Task to carry out.
Every line below from the one containing "forest in this photo." through the one containing "dome in this photo." must be transcribed exactly. Omit all lines outside that stretch.

Data records Block Start

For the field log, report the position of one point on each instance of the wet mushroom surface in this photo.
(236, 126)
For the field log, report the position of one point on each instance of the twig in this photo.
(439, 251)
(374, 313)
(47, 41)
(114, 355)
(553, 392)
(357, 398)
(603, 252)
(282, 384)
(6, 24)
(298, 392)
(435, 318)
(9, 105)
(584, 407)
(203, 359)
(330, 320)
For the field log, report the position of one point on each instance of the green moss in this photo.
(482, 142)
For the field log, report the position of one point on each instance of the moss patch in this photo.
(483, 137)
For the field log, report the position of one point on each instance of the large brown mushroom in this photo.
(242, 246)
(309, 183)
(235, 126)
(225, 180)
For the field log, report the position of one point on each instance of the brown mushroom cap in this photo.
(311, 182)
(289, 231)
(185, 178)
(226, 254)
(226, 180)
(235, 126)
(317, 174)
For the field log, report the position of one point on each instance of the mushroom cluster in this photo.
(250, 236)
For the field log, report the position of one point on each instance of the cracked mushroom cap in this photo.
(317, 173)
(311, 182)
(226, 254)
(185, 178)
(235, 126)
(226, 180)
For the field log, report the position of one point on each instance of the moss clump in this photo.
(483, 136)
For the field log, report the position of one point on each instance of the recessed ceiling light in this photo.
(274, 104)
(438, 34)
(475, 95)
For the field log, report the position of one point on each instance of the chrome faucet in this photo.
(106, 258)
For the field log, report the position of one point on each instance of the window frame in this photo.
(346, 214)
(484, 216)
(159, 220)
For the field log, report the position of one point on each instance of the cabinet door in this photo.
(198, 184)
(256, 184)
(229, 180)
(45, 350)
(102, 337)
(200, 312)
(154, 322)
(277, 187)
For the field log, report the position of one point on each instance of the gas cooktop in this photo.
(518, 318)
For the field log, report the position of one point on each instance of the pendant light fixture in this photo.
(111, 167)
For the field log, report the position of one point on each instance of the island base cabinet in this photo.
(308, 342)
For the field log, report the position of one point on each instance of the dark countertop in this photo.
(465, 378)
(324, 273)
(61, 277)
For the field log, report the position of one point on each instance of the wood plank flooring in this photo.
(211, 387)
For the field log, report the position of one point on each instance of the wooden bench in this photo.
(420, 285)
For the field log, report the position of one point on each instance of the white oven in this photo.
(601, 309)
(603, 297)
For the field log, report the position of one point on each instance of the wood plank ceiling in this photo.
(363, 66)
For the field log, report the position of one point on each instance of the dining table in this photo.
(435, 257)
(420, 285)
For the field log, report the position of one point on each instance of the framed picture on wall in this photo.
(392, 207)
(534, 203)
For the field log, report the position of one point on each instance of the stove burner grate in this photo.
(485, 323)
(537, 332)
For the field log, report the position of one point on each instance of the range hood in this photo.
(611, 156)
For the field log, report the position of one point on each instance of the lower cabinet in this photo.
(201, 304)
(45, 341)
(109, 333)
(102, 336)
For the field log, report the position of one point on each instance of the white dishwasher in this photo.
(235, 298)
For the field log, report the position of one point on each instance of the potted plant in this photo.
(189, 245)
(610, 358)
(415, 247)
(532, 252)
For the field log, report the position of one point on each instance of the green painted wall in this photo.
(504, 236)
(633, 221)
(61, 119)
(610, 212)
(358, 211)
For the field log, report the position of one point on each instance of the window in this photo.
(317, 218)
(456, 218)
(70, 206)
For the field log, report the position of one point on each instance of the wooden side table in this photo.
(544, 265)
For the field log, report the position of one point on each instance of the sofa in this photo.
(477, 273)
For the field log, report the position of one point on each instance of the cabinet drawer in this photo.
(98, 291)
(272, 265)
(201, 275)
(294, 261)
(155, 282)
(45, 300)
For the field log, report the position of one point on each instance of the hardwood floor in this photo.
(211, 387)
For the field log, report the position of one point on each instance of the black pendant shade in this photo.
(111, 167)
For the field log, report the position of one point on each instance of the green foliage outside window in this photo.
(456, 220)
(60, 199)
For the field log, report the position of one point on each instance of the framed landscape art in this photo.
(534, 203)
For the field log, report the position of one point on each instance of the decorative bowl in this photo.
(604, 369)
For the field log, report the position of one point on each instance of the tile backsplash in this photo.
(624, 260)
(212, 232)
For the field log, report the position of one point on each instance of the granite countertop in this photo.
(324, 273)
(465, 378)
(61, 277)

Data records Block End
Data records Block Start

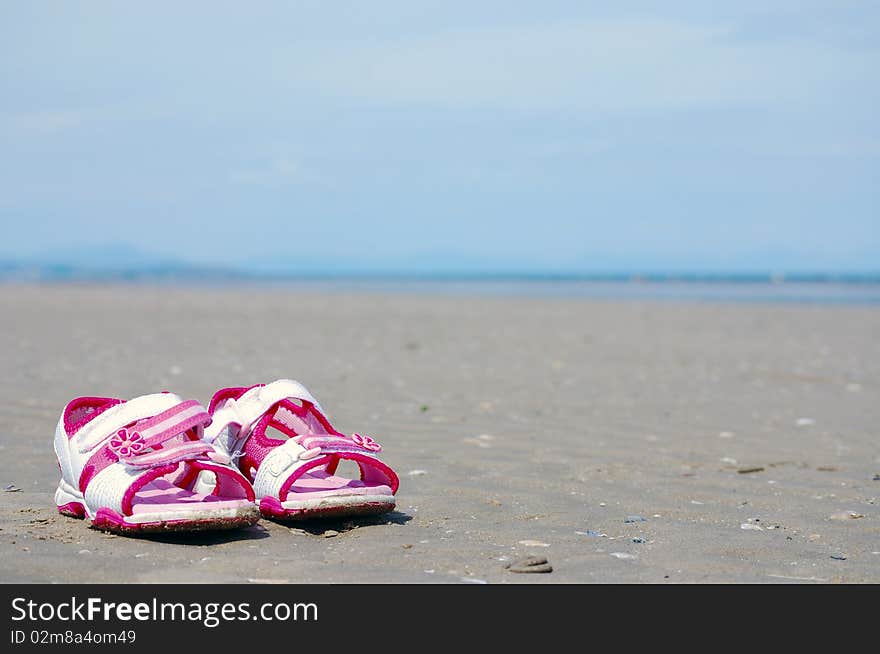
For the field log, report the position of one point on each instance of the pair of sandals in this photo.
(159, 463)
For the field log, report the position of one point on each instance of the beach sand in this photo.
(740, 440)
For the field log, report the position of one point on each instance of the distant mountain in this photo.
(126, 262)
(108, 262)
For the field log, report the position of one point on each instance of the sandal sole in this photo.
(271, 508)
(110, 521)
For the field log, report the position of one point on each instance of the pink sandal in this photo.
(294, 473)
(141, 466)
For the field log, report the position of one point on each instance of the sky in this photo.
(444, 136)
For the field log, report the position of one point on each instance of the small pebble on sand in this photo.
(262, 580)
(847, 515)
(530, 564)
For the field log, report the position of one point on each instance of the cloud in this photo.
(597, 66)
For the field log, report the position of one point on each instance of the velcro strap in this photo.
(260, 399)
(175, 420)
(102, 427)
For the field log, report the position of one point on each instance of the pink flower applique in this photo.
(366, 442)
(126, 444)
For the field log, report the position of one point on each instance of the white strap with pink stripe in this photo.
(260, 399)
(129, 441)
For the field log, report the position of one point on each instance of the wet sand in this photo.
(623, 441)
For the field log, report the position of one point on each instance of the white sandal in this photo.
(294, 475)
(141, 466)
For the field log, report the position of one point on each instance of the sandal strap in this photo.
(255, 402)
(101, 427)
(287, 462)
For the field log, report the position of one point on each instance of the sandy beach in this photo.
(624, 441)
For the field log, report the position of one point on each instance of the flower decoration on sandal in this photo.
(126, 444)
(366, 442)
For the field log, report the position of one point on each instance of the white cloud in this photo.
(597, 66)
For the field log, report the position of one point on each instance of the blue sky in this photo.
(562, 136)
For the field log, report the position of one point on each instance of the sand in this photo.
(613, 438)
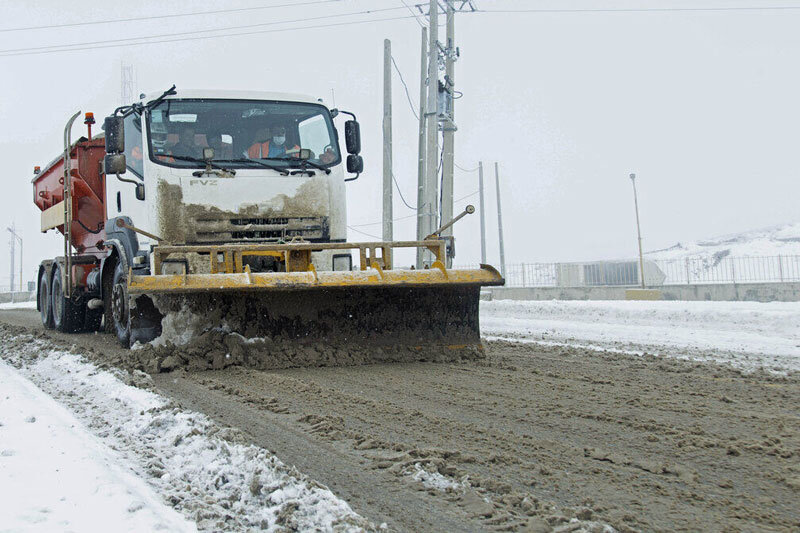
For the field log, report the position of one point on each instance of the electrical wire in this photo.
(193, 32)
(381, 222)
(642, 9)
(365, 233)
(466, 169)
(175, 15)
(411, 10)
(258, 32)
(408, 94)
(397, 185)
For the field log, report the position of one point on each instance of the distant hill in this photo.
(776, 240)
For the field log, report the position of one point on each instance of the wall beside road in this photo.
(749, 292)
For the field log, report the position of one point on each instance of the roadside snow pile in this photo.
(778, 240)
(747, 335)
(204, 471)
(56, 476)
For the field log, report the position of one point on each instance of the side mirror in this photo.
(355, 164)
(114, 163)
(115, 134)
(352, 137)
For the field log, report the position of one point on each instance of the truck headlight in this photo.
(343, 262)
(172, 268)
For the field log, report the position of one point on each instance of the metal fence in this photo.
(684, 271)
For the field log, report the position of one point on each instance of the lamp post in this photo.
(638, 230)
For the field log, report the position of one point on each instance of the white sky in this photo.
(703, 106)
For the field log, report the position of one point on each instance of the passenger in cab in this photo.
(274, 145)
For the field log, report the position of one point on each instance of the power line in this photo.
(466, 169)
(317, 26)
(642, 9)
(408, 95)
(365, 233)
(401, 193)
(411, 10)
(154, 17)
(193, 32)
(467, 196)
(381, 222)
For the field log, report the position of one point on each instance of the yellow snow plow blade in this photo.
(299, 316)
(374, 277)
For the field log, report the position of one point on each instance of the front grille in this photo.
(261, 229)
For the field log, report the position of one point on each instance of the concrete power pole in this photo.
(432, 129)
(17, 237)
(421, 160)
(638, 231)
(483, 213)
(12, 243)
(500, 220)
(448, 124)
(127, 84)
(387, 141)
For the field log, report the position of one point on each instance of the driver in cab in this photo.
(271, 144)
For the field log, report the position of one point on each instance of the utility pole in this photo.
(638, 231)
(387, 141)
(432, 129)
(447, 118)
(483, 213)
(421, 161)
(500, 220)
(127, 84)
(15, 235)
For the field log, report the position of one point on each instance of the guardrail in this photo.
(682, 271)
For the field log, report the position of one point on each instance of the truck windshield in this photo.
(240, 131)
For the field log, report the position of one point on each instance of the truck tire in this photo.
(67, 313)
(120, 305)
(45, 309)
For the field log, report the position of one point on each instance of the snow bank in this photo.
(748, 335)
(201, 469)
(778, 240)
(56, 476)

Data records Block End
Data records Block Start

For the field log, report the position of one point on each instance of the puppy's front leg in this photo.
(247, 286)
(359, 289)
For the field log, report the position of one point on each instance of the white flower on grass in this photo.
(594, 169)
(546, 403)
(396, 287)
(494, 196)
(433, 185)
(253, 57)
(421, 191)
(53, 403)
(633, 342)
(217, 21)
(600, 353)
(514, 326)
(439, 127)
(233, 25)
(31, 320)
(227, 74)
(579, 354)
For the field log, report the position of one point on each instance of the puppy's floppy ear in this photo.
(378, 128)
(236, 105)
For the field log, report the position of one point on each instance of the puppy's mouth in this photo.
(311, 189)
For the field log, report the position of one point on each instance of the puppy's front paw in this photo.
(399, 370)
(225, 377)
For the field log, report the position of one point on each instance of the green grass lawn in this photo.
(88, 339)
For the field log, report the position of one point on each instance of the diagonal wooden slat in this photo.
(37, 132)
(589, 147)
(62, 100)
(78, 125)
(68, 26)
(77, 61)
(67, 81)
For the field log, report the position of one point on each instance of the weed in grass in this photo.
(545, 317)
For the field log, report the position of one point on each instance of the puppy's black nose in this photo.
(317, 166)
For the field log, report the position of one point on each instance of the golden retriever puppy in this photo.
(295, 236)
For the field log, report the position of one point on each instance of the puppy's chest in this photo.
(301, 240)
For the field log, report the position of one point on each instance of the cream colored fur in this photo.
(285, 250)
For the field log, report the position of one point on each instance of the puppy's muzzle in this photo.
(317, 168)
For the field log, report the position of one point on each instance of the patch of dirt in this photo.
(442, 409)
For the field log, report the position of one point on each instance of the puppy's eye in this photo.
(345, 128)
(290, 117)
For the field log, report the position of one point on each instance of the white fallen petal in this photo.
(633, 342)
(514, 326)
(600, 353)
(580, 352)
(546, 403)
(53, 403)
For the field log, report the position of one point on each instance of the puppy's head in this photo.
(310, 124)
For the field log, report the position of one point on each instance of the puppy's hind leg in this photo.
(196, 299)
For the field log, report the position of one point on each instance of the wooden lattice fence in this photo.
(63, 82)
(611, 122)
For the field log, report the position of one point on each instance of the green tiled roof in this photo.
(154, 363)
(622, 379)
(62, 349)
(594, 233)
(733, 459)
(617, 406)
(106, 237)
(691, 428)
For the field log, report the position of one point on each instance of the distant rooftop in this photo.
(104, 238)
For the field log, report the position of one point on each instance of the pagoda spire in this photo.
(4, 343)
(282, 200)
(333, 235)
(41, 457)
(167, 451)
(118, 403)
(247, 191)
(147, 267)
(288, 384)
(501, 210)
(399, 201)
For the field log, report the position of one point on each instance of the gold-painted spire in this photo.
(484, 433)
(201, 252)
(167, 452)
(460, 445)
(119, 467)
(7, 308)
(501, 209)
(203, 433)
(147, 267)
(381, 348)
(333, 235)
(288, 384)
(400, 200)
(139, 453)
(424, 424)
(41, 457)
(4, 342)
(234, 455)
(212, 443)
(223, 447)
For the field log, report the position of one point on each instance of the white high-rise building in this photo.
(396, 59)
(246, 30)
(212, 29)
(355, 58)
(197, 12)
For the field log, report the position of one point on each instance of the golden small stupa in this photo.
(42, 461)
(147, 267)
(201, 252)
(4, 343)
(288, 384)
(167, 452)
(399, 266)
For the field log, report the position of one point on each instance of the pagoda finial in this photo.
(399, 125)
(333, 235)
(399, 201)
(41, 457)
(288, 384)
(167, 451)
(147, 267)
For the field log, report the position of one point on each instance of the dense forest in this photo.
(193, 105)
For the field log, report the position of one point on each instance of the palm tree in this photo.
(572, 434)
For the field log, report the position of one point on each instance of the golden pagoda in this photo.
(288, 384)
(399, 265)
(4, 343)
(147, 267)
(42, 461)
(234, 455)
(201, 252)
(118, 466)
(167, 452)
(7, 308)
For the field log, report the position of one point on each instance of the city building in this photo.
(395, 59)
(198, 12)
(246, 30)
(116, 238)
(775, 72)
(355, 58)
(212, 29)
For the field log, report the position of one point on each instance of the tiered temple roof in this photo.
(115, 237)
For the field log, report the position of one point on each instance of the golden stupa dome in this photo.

Data records Block End

Answer below.
For the field log, report the position of one point on each instance of the dense forest in this photo.
(193, 105)
For the field log, report the position of one point on each instance of the palm tree in this photo.
(572, 434)
For the field log, report the position of one point on each instance of the golden pagoda in this photo.
(288, 384)
(399, 265)
(4, 343)
(147, 267)
(42, 461)
(234, 455)
(201, 252)
(118, 466)
(167, 452)
(7, 308)
For the field log, report the position of one point on each instance of the city building in this photo.
(395, 59)
(198, 12)
(246, 30)
(116, 238)
(775, 72)
(355, 58)
(212, 29)
For the field log, report the position of one point on each instance of the tiered temple roof in this photo.
(115, 237)
For the field log, report the position of one point on each instance of the golden stupa dome in this photo.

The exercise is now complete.